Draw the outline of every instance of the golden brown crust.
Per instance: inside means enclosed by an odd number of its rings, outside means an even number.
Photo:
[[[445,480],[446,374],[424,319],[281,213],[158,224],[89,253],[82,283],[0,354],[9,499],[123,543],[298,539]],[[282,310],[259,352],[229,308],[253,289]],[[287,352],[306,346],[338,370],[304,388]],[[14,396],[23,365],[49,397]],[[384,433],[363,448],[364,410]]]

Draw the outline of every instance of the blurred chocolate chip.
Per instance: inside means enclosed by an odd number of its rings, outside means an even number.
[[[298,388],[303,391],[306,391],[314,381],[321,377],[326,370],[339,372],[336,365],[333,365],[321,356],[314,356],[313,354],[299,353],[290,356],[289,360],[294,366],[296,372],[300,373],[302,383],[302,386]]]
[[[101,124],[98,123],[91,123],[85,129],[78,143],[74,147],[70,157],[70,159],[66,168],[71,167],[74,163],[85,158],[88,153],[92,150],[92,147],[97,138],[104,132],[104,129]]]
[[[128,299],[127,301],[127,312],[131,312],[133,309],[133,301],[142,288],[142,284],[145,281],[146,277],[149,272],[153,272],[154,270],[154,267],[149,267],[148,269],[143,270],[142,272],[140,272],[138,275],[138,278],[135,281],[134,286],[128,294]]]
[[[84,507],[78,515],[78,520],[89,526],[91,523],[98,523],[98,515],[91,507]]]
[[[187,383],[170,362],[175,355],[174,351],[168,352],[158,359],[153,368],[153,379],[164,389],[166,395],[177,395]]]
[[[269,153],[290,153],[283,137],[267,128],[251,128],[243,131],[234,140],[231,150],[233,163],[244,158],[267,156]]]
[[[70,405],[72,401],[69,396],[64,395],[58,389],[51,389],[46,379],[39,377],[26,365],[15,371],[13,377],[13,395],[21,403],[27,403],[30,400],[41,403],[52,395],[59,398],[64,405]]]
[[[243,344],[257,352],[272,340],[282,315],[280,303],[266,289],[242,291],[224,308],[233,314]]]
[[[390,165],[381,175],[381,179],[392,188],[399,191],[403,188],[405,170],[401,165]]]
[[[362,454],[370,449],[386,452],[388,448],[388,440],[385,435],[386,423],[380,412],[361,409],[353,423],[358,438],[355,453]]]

---*---

• **課題の要件**
上の記録のうち、文字列「outline」を含む行をすべて抜き出す。大文字と小文字は区別する。

• **作業結果**
Draw the outline of every instance of the golden brown crust.
Draw the outline of every instance of the blurred chocolate chip.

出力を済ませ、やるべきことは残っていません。